• **TESTO DI RIFERIMENTO**
-------

Pierluigi Randi parla del libro I grandi inverni dal 1880 in Romagna e province di Bologna e Ferrara scritto da lui assieme a Roberto Ghiselli

Dopo Bagnacavallo, in attesa delle presentazioni di Cesena il 29 novembre (alle ore 20,45 nella Sala Conferenze L. Einaudi in Galleria Einaudi angolo corso Sozzi), l'altra a Faenza il 3 dicembre (alle ore 20,30 al Museo Civico Malmerendi in via Medaglie d'Oro 51), Pierluigi Randi parla del libro "I grandi inverni dal 1880 in Romagna e province di Bologna e Ferrara" scritto da lui assieme a Roberto Ghiselli. Il volume, che ha riscosso un'accoglienza entusiastica, è appena stato pubblicato da An.Walberti di Lugo, ma in cantiere ci sono già altri progetti.

Cosa succede Randi, è la ricostruzione puntuale della memoria degli inverni nostrani che desta tanto interesse oppure stanno crescendo anche da noi la consapevolezza e la cultura meteorologiche e abbiamo capito come nei paesi anglosassoni hanno fatto da molto che di tempo si vive e si muore ed è meglio sapere anziché no?... O ancora, potrebbero essere i cambiamenti climatici ad averci sensibilizzati?... A meno che non sia, più semplicemente, soltanto il richiamo magico della neve...
"Probabilmente tutti questi aspetti hanno un'incidenza. Le tradizioni popolari caratteristiche della nostra regione, ma non soltanto, sono molto legate alla civiltà contadina, nettamente dominante fino ad alcuni decenni fa e oggi in deciso regresso per tutta una serie di motivi. In tempi ormai lontani l'andamento meteorologico regolava invariabilmente, assai più di oggi, non soltanto i ritmi della vita quotidiana, ma ad esso erano strettamente legate le alterne fortune dei prodotti della terra; insomma il tempo inclemente poteva fortemente incidere anche sulla qualità della vita. Non a caso i periodi più infelici della nostra storia sono spesso legati ad andamenti meteorologici assai sfavorevoli. Ecco perché i nostri antenati conservavano ottima memoria del tempo meteorologico e si comportavano di conseguenza in caso di condizioni avverse. In tal senso inverni rigidi e nevosi (ma non solo) comportavano sempre conseguenze critiche, provocando disagi assai più rilevanti rispetto ai nostri giorni.

Per tale motivo si sviluppò una cultura meteorologica, sia pure con i limitati mezzi tecnologici disponibili all'epoca, che oggi si è in buona parte perduta, fatta di osservazioni meticolose, capacità di analisi e gestione del territorio che era molto migliore di quella tipica dei giorni nostri. E qui vengo al secondo punto, partendo dai recenti catastrofici eventi che hanno terribilmente colpito la Sardegna e rappresentano un triste specchio dei tempi attuali, ovvero una cultura meteorologica che non è più quella di un tempo poiché abbiamo dato la priorità ad altri interessi (non sempre nobili), e questo vale sia a livello di comuni cittadini che di autorità competenti. La parola prevenzione è quasi scomparsa dal nostro vocabolario; pochissimi saprebbero cosa fare in caso di alluvioni, dissesti idrogeologici, terremoti ed altre calamità naturali, mentre in molti paesi, europei e non, queste discipline vengono insegnate nelle scuole di ogni ordine e grado, perché una buona conoscenza delle norme basilari da osservare in caso di calamità naturali significa risparmiare molte vite umane. Nel contempo anche a livello politico non si pratica una corretta gestione del territorio a scapito dei soliti e noti "vizi": speculazione edilizia, favoritismi in tema di urbanizzazione anche in zone a rischio, corruzione, etc. Ma la natura di tanto in tanto presenta il conto, e in un territorio orograficamente complesso come il nostro sovente è molto salato.

-------

(Voci elencate in un insieme di dati)
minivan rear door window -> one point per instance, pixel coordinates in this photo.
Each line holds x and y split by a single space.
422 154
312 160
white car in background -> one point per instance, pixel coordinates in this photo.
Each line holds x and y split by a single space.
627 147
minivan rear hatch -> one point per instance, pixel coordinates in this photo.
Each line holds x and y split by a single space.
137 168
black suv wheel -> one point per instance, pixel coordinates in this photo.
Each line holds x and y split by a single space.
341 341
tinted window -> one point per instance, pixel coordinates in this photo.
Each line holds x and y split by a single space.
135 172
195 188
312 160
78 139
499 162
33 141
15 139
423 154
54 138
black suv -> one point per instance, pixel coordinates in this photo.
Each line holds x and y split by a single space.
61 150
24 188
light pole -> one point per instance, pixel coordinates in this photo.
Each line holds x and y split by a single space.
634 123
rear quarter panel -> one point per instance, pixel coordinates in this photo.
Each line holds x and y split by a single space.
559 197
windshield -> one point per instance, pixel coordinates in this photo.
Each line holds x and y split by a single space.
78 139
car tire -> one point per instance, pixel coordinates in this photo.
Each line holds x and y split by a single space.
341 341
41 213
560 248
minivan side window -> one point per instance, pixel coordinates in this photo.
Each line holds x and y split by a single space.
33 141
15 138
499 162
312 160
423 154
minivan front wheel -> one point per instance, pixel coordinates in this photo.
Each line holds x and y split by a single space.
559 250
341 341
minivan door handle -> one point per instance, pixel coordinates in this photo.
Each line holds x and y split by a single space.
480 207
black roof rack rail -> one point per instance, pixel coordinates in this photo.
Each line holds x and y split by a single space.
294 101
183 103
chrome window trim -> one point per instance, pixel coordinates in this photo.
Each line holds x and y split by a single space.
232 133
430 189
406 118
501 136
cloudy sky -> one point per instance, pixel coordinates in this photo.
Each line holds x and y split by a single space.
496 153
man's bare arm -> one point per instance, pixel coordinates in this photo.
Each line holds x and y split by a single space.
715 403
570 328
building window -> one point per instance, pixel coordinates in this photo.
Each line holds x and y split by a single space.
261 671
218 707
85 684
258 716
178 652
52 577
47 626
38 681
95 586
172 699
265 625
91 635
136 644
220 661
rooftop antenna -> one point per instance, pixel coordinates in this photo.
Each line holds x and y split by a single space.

-------

• **ATTIVITÀ DA SVOLGERE**
A - Secondo il brano sugli inverni romagnoli, quale editore ha pubblicato il libro scritto da Pierluigi Randi e Roberto Ghiselli?
B - Nel brano sugli inverni romagnoli, riporti tutto ciò che va da "Dopo Bagnacavallo, in" fino a "già altri progetti.", sostituendo "Faenza" con "Forlì".
C - Prosegua il brano sugli inverni romagnoli a partire dall'ultima frase riportata.

• **RISPOSTE**
A - An.Walberti di Lugo.

B -
Dopo Bagnacavallo, in attesa delle presentazioni di Cesena il 29 novembre (alle ore 20,45 nella Sala Conferenze L. Einaudi in Galleria Einaudi angolo corso Sozzi), l'altra a Forlì il 3 dicembre (alle ore 20,30 al Museo Civico Malmerendi in via Medaglie d'Oro 51), Pierluigi Randi parla del libro "I grandi inverni dal 1880 in Romagna e province di Bologna e Ferrara" scritto da lui assieme a Roberto Ghiselli. Il volume, che ha riscosso un'accoglienza entusiastica, è appena stato pubblicato da An.Walberti di Lugo, ma in cantiere ci sono già altri progetti.

C -
Ecco perché in tal senso dovremmo richiamare alla memoria ciò che i nostri avi ci insegnarono e che troppo frettolosamente abbiamo accantonato. Il clima è cambiato e anche di ciò occorre prendere coscienza: non si tratta più di congetture o ipotesi, sono i dati che cominciano a parlare chiaro e con i numeri non ci sono alibi. Dovremo abituarci a fronteggiare situazioni che per noi sono estreme, ovvero fenomeni più intensi, cattiva distribuzione delle piogge con periodi siccitosi alternati a periodi molto piovosi. Non si tratta di frasi fatte, lo dicono i dati. E non si pensi che la Romagna sia esente da questi rischi, un nuovo ottobre 1996 potrebbe essere dietro l'angolo ma con effetti ancora peggiori, poiché in questi anni non molto si è fatto per mettere in sicurezza il territorio, nonostante in questo senso l'Emilia-Romagna possa essere considerata a livello nazionale una regione virtuosa. Ma queste sono tematiche complesse, e soltanto per queste occorrerebbe scrivere forse non un libro ma un'intera enciclopedia.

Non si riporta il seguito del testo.